WHAT THE TASK ASKS:
Please retype the records below exactly as they stand.

*** Opening of SUPPLIED RECORDS ***

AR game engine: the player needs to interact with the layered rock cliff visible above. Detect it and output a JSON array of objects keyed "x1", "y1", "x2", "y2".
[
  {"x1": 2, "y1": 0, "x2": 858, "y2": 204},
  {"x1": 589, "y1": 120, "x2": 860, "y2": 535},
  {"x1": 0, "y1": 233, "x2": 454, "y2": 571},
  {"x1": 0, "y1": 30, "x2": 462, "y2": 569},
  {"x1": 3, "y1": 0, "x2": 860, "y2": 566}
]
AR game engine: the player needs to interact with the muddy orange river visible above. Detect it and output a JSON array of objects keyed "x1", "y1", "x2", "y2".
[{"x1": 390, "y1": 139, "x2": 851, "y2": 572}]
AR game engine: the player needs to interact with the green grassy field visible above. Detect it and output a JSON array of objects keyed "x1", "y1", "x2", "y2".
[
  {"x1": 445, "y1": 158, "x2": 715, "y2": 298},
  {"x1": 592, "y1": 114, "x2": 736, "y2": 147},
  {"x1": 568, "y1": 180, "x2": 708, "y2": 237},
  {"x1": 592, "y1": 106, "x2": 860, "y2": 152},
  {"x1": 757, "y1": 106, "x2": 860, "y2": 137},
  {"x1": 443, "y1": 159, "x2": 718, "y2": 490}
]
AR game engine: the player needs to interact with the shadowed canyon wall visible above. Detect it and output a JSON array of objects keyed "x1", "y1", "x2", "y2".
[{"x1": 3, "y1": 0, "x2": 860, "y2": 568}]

*** Close of SUPPLIED RECORDS ***

OUTPUT:
AR game engine: the player needs to interact with the layered rock cliff visible above. Detect it and output a JSON array of objects keyed "x1", "y1", "x2", "y2".
[
  {"x1": 2, "y1": 0, "x2": 858, "y2": 204},
  {"x1": 589, "y1": 120, "x2": 860, "y2": 535},
  {"x1": 0, "y1": 233, "x2": 454, "y2": 571},
  {"x1": 0, "y1": 30, "x2": 462, "y2": 569},
  {"x1": 3, "y1": 0, "x2": 860, "y2": 566}
]
AR game engine: the player needs to interact with the muddy orange river visible above. Detect it and output a JSON array of objects keyed "x1", "y1", "x2", "y2".
[{"x1": 390, "y1": 139, "x2": 851, "y2": 572}]
AR game engine: the player needs to interact with the green grassy field visible above. Detect it and output a JSON array of objects keyed "x1", "y1", "x2", "y2".
[
  {"x1": 445, "y1": 158, "x2": 715, "y2": 298},
  {"x1": 592, "y1": 114, "x2": 736, "y2": 147},
  {"x1": 568, "y1": 180, "x2": 708, "y2": 237},
  {"x1": 592, "y1": 106, "x2": 860, "y2": 152},
  {"x1": 757, "y1": 106, "x2": 860, "y2": 137},
  {"x1": 443, "y1": 159, "x2": 718, "y2": 490}
]
AR game engine: the player needs to interact with the shadowed canyon wall visible above. Detect it and output a JSON array of objects keyed "x1", "y1", "x2", "y2".
[{"x1": 3, "y1": 0, "x2": 860, "y2": 568}]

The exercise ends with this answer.